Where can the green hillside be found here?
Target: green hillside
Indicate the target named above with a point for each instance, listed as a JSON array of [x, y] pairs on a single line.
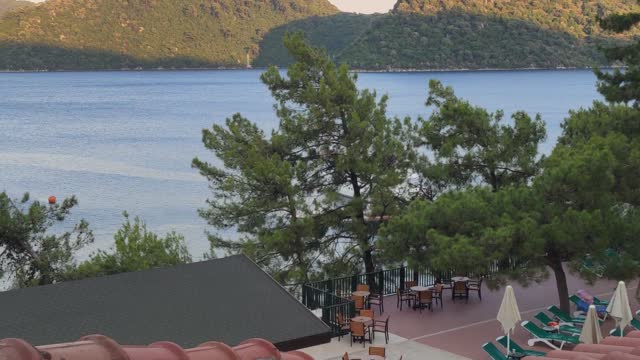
[[436, 34], [6, 5], [417, 34], [109, 34], [334, 33]]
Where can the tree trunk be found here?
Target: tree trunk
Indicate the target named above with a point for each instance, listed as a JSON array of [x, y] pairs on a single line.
[[561, 284], [368, 261]]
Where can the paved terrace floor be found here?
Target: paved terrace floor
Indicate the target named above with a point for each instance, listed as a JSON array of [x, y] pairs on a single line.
[[462, 327]]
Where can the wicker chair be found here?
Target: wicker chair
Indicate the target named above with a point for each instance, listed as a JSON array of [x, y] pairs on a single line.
[[359, 332], [407, 288], [381, 327], [460, 290], [425, 298], [437, 294], [377, 350], [359, 302], [377, 300], [403, 296], [476, 285]]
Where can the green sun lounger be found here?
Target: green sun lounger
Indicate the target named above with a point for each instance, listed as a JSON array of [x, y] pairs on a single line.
[[493, 352], [548, 338], [502, 340], [545, 320], [563, 316]]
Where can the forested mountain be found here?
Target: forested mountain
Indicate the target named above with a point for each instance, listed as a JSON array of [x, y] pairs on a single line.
[[6, 5], [108, 34], [486, 34], [417, 34]]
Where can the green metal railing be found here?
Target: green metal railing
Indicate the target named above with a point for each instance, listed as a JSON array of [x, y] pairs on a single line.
[[333, 295]]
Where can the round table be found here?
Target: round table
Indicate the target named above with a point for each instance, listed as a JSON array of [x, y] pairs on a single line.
[[362, 319], [361, 293], [421, 288]]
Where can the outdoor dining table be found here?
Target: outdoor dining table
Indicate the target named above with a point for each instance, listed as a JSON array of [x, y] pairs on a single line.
[[362, 319], [361, 293], [421, 288]]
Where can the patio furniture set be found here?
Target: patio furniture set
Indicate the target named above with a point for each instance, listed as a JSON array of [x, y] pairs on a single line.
[[425, 296], [556, 329]]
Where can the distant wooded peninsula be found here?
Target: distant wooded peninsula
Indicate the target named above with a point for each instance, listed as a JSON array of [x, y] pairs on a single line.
[[415, 35]]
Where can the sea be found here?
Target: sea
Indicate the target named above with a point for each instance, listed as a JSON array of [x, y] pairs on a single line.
[[124, 141]]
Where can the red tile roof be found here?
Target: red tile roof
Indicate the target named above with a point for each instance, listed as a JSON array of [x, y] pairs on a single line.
[[98, 347]]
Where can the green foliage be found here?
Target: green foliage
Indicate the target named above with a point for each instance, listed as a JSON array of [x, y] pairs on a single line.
[[135, 249], [8, 5], [333, 33], [28, 254], [472, 146], [478, 34], [418, 34], [303, 198], [144, 33], [583, 204]]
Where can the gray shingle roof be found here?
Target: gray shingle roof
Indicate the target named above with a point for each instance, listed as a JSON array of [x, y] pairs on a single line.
[[228, 300]]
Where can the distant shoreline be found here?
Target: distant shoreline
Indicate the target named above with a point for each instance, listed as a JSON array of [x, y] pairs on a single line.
[[393, 70]]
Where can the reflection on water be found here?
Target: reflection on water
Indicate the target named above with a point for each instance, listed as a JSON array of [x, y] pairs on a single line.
[[125, 140]]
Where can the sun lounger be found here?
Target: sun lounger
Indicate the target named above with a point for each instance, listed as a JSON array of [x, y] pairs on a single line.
[[564, 327], [621, 341], [493, 352], [563, 354], [502, 340], [548, 338], [601, 349], [563, 316]]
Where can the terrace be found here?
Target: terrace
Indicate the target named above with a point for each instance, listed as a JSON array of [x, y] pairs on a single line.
[[455, 331]]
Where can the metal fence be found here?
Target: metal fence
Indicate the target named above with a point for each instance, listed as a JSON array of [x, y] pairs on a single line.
[[333, 296]]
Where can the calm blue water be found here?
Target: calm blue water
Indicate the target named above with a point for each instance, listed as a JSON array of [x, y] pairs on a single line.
[[125, 140]]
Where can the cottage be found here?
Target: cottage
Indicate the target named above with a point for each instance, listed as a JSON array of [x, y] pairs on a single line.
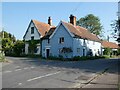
[[35, 31], [68, 40], [111, 45]]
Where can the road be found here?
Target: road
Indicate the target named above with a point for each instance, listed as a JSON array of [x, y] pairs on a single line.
[[36, 73]]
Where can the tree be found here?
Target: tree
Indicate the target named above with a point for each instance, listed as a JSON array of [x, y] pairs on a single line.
[[92, 23], [7, 40], [18, 48], [107, 51], [32, 45], [7, 45]]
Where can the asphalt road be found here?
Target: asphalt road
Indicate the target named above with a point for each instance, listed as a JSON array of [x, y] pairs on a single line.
[[35, 73]]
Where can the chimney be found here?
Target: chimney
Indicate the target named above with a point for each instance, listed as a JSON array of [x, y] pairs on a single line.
[[72, 20], [49, 21]]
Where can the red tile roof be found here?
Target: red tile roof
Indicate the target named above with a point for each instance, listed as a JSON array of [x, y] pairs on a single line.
[[43, 28], [81, 32], [107, 44]]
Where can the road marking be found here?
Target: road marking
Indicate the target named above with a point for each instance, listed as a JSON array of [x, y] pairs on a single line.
[[19, 83], [26, 68], [7, 71], [32, 67], [17, 66], [43, 76], [18, 69]]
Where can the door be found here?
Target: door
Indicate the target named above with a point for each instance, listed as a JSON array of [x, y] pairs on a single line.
[[47, 53], [83, 52]]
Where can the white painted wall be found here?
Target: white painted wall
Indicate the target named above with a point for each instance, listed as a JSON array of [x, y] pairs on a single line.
[[119, 9], [94, 46], [54, 44], [28, 34]]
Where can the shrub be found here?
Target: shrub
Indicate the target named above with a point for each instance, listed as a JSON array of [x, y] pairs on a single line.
[[107, 51]]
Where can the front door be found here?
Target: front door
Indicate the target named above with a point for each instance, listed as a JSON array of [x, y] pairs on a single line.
[[47, 53], [83, 52]]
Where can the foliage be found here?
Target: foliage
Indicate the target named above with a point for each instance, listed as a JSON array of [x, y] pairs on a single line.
[[91, 23], [2, 57], [118, 51], [32, 45], [7, 45], [107, 51], [18, 48], [77, 58], [115, 28]]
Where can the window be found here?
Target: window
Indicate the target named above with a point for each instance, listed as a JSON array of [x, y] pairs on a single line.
[[61, 40], [78, 50], [48, 41], [32, 38], [88, 41], [32, 30]]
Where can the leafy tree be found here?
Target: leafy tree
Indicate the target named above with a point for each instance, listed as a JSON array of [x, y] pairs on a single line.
[[115, 30], [18, 48], [7, 40], [92, 23], [7, 45], [32, 45]]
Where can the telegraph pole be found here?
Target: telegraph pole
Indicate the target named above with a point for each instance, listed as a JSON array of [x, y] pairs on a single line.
[[118, 39]]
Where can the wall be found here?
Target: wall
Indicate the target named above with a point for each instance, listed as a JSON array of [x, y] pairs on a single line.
[[28, 37], [55, 46], [28, 34]]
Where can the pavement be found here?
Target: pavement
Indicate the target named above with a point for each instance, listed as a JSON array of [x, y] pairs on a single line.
[[36, 73]]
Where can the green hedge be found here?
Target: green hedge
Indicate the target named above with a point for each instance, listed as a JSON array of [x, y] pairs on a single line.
[[2, 57]]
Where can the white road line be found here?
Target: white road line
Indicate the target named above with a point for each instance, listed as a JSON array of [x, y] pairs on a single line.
[[26, 68], [19, 83], [18, 69], [32, 67], [7, 71], [43, 76]]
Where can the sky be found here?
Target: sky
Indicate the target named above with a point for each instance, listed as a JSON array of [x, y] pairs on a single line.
[[16, 16]]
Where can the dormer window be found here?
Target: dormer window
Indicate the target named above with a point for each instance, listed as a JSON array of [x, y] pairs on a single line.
[[61, 40], [32, 30]]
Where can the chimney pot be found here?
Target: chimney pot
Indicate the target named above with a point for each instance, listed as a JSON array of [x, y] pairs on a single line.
[[49, 21], [72, 20]]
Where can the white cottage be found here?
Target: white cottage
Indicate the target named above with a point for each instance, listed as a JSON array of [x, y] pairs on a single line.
[[68, 40], [35, 31]]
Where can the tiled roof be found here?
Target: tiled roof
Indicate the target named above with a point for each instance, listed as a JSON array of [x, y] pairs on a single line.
[[107, 44], [81, 32], [43, 28], [47, 35]]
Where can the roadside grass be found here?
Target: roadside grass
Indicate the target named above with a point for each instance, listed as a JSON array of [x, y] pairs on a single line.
[[76, 58], [2, 57]]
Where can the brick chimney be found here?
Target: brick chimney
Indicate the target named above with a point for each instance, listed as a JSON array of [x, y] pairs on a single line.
[[72, 20], [49, 21]]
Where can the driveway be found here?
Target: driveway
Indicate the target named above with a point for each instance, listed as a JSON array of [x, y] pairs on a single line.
[[36, 73]]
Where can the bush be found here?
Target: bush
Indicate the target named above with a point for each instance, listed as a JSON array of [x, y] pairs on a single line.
[[77, 58], [107, 51], [2, 57]]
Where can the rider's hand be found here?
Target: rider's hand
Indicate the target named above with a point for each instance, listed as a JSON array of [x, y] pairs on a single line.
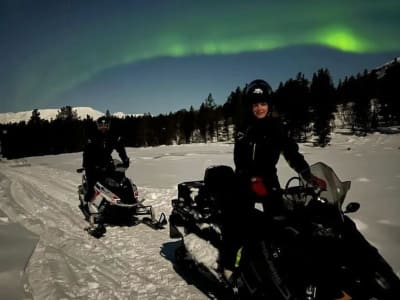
[[318, 183], [258, 187]]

_____

§ **PROBLEM STATEMENT**: Every line from the start of the material through the line holding "Target: wicker chair" must be returned exactly, and the pictures must not.

§ **FINISHED EXERCISE**:
Where can the green hillside be found here?
Target: green hillside
Indicate the target named above with a point for each instance, listed as a JSON array of [x, y] pairs on a single line.
[[436, 34], [6, 5], [417, 34], [109, 34], [334, 33]]
Where can the tree trunk be found here?
Target: tree trunk
Indicate the target named above with a point for each instance, listed as a JSON array of [x, y] pairs on a single line.
[[561, 284], [368, 261]]
Where can the paved terrace floor be found here?
Target: paved terrace floor
Indicate the target named above with a point for each instance, listed as a JSON array of [x, y] pairs on a single line.
[[462, 327]]
Where can the wicker chair be found here?
Target: wicker chair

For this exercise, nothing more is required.